• [Work instructions] In the passage below about Mr. Mallard's return, what does the point of view close to Mrs. Mallard do for the reader?

• [Provided passage]
Bringing back a character is tricky business, which is why Game of Thrones just leaves most of them dead (with a couple of exceptions, of course). However, I think that this story provides a nice format just ripe for the stealing. Mrs. Mallard’s clear relief at finally being able to take charge of her own life makes Mr. Mallard’s return ever the more stunning because 1) well, I don’t think any of us were expecting it, and 2) let’s face it, we’re rooting for Mrs. Mallard. We want her to be free and take charge of her own life, so we’re kind of against Mr. Mallard even though this is the first time we’re seeing him in the story. His return, though unexpected, is not completely unbelievable, and does a nice job of throwing us for a loop. Furthermore, we suspect that Mrs. Mallard will lose her freedom if Mr. Mallard returns, so if you’re trying to bias your readers against one of your characters before even meeting him, this is a nice way to do so. The point of view, which is extremely close to Mrs. Mallard, also automatically puts the reader on her side, while having a more distant perspective could change how we view Mrs. Mallard’s transformation. If we weren’t so close to her, we would most likely not be invested, and would probably sympathize more with Mr. Mallard than his wife.
Oh, uh, and while you’re testing your thieving powers, be a doll and pick me up the Mona Lisa, would you?

• [Data listing]
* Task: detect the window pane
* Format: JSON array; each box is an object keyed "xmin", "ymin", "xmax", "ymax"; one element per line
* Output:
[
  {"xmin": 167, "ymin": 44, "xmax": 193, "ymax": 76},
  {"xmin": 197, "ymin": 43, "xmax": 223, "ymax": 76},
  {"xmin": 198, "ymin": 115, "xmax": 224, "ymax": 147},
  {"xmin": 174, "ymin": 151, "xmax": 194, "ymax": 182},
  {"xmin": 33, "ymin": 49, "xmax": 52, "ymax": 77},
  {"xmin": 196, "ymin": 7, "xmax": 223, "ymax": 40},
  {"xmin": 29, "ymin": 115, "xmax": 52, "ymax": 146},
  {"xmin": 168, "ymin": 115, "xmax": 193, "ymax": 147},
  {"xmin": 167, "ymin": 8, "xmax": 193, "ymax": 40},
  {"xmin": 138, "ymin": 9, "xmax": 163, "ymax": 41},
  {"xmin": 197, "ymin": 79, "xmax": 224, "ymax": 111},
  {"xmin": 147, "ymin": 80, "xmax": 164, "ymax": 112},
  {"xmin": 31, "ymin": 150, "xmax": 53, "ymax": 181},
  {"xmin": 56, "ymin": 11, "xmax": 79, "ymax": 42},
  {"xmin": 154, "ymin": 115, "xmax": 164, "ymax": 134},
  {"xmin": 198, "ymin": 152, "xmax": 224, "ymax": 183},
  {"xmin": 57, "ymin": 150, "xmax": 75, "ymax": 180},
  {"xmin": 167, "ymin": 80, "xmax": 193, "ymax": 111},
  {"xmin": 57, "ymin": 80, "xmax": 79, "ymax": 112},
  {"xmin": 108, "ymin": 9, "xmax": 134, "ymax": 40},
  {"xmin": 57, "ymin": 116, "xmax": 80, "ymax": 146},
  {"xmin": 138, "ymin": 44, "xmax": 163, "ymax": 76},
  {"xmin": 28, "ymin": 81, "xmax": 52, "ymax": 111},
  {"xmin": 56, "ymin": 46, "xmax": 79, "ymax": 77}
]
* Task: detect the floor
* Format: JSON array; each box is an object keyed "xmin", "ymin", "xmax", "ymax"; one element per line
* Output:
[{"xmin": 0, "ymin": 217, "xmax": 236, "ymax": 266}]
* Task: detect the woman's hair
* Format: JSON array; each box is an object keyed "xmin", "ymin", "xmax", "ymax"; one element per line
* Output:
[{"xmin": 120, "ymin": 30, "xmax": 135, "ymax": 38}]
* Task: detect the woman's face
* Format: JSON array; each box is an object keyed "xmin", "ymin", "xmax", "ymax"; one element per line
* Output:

• [The solution] It automatically puts the reader on Mrs. Mallard's side.